WHAT TO DO
Would you please print the data a second time, exactly as it stands?

━━━━━━

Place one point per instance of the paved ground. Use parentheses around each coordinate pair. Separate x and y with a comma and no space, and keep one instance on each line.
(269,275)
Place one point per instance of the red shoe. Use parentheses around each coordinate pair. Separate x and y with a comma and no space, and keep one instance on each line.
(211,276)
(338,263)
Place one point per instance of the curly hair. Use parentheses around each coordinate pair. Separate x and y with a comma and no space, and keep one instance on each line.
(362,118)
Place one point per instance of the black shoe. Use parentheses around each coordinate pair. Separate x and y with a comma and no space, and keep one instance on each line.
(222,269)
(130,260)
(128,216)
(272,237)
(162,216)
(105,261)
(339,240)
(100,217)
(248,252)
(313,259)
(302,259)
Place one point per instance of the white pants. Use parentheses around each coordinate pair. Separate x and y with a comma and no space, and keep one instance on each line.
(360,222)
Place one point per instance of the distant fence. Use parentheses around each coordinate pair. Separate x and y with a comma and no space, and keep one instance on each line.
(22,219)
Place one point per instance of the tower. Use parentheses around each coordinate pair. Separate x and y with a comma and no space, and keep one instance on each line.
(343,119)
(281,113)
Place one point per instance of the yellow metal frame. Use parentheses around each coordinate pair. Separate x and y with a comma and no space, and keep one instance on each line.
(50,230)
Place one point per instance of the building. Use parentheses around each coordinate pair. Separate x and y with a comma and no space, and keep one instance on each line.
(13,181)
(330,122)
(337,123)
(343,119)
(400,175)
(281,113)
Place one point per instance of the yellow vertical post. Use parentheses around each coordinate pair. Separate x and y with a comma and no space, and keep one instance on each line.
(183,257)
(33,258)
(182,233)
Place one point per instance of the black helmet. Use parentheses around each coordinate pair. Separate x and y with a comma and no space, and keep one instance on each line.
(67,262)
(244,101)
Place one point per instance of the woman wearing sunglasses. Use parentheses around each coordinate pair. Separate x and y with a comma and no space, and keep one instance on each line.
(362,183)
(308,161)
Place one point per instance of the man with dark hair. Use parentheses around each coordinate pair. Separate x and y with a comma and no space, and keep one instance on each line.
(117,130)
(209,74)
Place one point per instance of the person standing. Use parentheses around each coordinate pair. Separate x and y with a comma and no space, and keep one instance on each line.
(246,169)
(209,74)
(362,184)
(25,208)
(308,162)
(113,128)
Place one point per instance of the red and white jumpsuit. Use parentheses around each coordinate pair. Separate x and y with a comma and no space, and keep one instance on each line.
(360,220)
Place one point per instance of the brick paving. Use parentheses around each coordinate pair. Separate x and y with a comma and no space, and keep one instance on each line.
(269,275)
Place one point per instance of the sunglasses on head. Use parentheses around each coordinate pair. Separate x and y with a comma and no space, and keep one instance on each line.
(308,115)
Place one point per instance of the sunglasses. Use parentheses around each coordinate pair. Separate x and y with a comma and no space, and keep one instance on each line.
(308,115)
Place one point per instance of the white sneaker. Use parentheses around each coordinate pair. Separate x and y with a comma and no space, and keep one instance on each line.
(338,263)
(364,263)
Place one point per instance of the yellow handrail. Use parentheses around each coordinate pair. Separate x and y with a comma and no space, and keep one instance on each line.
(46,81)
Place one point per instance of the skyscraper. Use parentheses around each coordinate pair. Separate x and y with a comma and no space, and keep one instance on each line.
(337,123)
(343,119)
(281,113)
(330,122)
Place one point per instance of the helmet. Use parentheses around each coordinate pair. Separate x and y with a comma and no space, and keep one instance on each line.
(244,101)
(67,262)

━━━━━━

REPLY
Place one point per instance of the paved ground. Use parentheses around each coordinate pair. Separate x and y with a comma and no space, and keep one instance on each line.
(269,275)
Place one point per instance of the red shoe. Use parentheses around each coordinate pair. Separate x and y with a comma and no space, and keep one instance on each line.
(211,276)
(338,263)
Place one point per instance of the curly hair. Use parentheses around each coordinate pair. Separate x and y with a comma and no space, and keep one instance on each line.
(362,118)
Place one point per instance of the black shoe. Use parentheses around each coordinate pair. Separate x and y with a comma and no space, and keep one instance on each line.
(222,269)
(130,260)
(128,216)
(272,237)
(162,216)
(105,261)
(339,240)
(100,217)
(248,252)
(313,259)
(302,259)
Place one point per instance of the white pants. Use parentheses around each coordinate pair. Separate x and y with a comma and no space, and keep one instance on each line.
(360,222)
Place one point per instance of the distant fence. Use parentheses around each coordinate pair. Separate x and y with a comma and no space, and keep one instance on each line.
(22,219)
Place one point per instance of the tower. Use parentheses around each coordinate pair. Separate x and y with a comma and no space, and keep one instance on each line.
(343,119)
(281,113)
Place one point per instance of the yellow metal frame. Use parentheses around each coordinate pair. Separate x and y with a comma and no space, and keep one instance on each line.
(50,230)
Place one point per instance of the building. Use parentheses around each coordinate pair. Separate x and y with a comma and no space, and keep one instance on each line.
(13,181)
(330,122)
(337,123)
(343,119)
(400,175)
(281,113)
Place one point per instance of the yellow vertical post. Use parentheses around each coordinate pair. Separate x and y with a comma and no space, and keep one instance on each line.
(183,257)
(33,258)
(182,233)
Place one point per instance of the black helmet. Use parentheses around each coordinate pair. Separate x and y with a comma and no space, and keep one instance on each line.
(67,262)
(244,101)
Place one point per instance of the woman wearing sunglasses. Use parentheses around each coordinate pair. Separate x and y with a comma and no space, and keep one instance on each line.
(362,183)
(308,161)
Place one point per instance of the man with dark hair. Use parentheses around each coordinate pair. Separate x and y with a comma and no space, and keep one instance on each line.
(117,130)
(209,74)
Place one point per instance of the person standing. Use parentheses around each coordinate pair. Separate x and y with a comma and no space, and keep one instance on each line.
(246,169)
(209,74)
(362,184)
(25,208)
(308,162)
(113,128)
Place one point per instance of the red and white jumpsuit. Use parentheses around each coordinate pair. Separate x and y with a comma and no space, and keep one instance on each line.
(360,220)
Place one point per instance of the brick paving. Use parentheses around each coordinate pair. Separate x and y with a comma and no space, and keep one instance on each line.
(269,275)
Place one point per instance of the sunglasses on head. Use parentheses around each coordinate pair. Separate x and y with a comma and no space, and keep one instance on each line.
(308,115)
Place one point per instance of the sunglasses. Use parentheses around each coordinate pair. Separate x and y with a comma and no space, and keep one instance on each line.
(308,115)
Place one point per instance of the white sneaker. Use parentheses around each coordinate pair. Separate x and y with a comma and no space, and keep one instance on each line.
(338,263)
(364,263)
Place one point per instance of the yellow handrail. Use parentheses around each coordinate pair. Separate x and y with a comma and no space, and keep one instance on each line.
(46,81)
Place one point per instance of the skyscraper. Use parentheses around each coordinate pair. Separate x and y with a comma and no space, and keep one instance on each line.
(337,123)
(343,119)
(281,113)
(330,122)
Place one point per instance of the helmet. Use parentheses around each coordinate pair. Separate x and y with a comma and no space, and keep one instance on each line.
(244,101)
(67,262)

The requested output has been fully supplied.